Without any of its pictures, the listing below should be output exactly.

Data provided.
★ ★ ★ ★ ★

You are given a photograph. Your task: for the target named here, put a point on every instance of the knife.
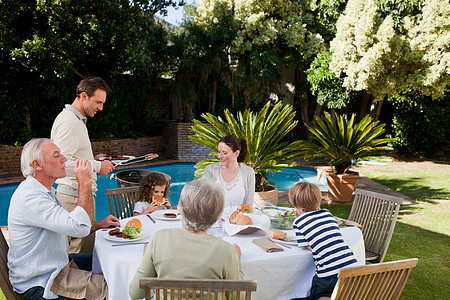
(129, 244)
(150, 217)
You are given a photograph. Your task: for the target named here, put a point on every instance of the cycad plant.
(343, 141)
(264, 131)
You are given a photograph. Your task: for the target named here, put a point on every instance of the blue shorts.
(322, 287)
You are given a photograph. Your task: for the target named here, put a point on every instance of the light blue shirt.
(39, 230)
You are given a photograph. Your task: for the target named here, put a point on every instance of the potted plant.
(343, 141)
(264, 132)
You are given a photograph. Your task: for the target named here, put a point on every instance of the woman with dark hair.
(237, 179)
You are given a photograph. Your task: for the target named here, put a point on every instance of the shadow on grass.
(413, 188)
(430, 279)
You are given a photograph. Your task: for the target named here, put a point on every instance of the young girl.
(154, 185)
(317, 230)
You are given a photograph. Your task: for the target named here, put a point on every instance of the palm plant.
(264, 132)
(343, 140)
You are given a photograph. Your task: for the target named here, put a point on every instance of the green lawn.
(422, 230)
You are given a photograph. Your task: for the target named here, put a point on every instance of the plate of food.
(283, 236)
(130, 233)
(166, 214)
(243, 222)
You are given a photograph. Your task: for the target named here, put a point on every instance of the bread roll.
(134, 223)
(233, 217)
(246, 208)
(158, 200)
(277, 234)
(243, 220)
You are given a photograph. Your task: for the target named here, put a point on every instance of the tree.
(50, 45)
(267, 35)
(383, 52)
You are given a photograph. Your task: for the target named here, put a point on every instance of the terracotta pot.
(261, 197)
(341, 186)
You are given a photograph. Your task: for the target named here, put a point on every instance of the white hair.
(201, 204)
(32, 151)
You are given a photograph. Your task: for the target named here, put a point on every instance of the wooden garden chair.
(383, 281)
(207, 289)
(121, 201)
(5, 284)
(377, 213)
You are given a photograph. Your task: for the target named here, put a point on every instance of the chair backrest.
(121, 201)
(5, 284)
(198, 288)
(377, 213)
(373, 282)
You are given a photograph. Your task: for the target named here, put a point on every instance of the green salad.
(131, 232)
(283, 220)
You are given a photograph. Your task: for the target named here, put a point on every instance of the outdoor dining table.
(281, 275)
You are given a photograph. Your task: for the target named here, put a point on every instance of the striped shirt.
(319, 230)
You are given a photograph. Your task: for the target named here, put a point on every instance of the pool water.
(181, 173)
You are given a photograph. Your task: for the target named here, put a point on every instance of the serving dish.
(260, 222)
(114, 238)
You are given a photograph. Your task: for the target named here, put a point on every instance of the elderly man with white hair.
(39, 228)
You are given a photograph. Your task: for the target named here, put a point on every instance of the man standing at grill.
(70, 134)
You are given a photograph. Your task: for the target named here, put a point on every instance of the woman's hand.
(238, 250)
(166, 203)
(151, 208)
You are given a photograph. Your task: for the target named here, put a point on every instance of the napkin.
(346, 223)
(267, 245)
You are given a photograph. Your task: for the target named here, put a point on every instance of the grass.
(423, 229)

★ ★ ★ ★ ★

Answer to the problem.
You are given a photograph. Your task: for the target named here, put a point on every instance of the knife.
(129, 244)
(150, 217)
You are given a photograph. Your task: for the target named here, put a point on every instance of the cycad plant.
(343, 141)
(264, 131)
You are given a photograph. Your task: for the target named here, put a point on every instance of the blue shorts.
(322, 287)
You are given a photograph. Your task: for the target named here, put a point on every instance of the light blue shirt.
(39, 230)
You are given a photograph. Your task: for the target named here, put a point on every instance of the potted plant.
(343, 141)
(264, 132)
You are given a photograph. Your task: for the target named here, put a point on every instance of the woman with dark hair.
(237, 179)
You are given a photograph. Your task: for the target named here, put a point on every instance of the shadow on grass.
(413, 188)
(430, 279)
You are given a photograph. Your task: for the target named here, put a point on every instance of the young girl.
(154, 185)
(317, 230)
You are given a photograph. Your task: for the target named here, put a point on every instance of the palm plant.
(264, 132)
(343, 140)
You are given a photograph. Your task: for the target named here, put a point on every instance of the green lawn.
(422, 230)
You are given a photograph. Your task: for the target named here, put a point on every instance of the plate of food.
(283, 236)
(130, 233)
(166, 214)
(243, 222)
You are given a photograph. Your task: for the target named here, put a point on every instance of the bread roll.
(134, 223)
(233, 217)
(246, 208)
(158, 200)
(277, 234)
(243, 220)
You are given a photograph. Your task: for the target named here, put a point on every instance of the tree.
(50, 45)
(267, 35)
(383, 52)
You are given a photograph. Your task: for the target named here, put a point on every instance of the terracotta pot.
(261, 197)
(341, 186)
You are given a photograph. Your task: for the target named here, put a point on every instance of the white hair.
(201, 204)
(32, 151)
You are given a photograph. Your task: for the target named here, put a point on every instance of the wooden garden chair.
(383, 281)
(207, 289)
(121, 201)
(5, 284)
(377, 213)
You are given a photograph. Your task: for the target named here, put a point on every instance of the chair backrest.
(121, 201)
(5, 284)
(198, 288)
(377, 213)
(373, 282)
You are given a photograph. Your task: for the target named here, put a point on every instance of the green salad.
(131, 232)
(283, 220)
You are given a photograph. Your task: for the target named here, put a point on every instance of the outdoor dining table.
(281, 275)
You are given a photograph. Your task: for the target named here, put a point on every instance of the striped shirt.
(319, 230)
You are given a photograph. Your task: for the target named here, put a point on every instance of the pool water.
(181, 173)
You are given a photograph. Your task: for the target named here, put a point on every instance of the serving dish.
(260, 222)
(114, 238)
You are given a photograph. Your task: for the target named here, put a point on every instance of the elderly man with white hair.
(39, 228)
You are given a photograph. Your task: for the target named here, put a point on every instance of the man standing at grill.
(70, 134)
You are given a photograph. Your task: for the target named here, put a point on every instance of the woman's hand.
(238, 250)
(166, 203)
(151, 208)
You are given a photograph. Your task: for the target named here, put a point on every instance of the napkin.
(346, 223)
(267, 245)
You are given a photograph. Your task: for the target named here, put a point on every instance of the grass.
(423, 229)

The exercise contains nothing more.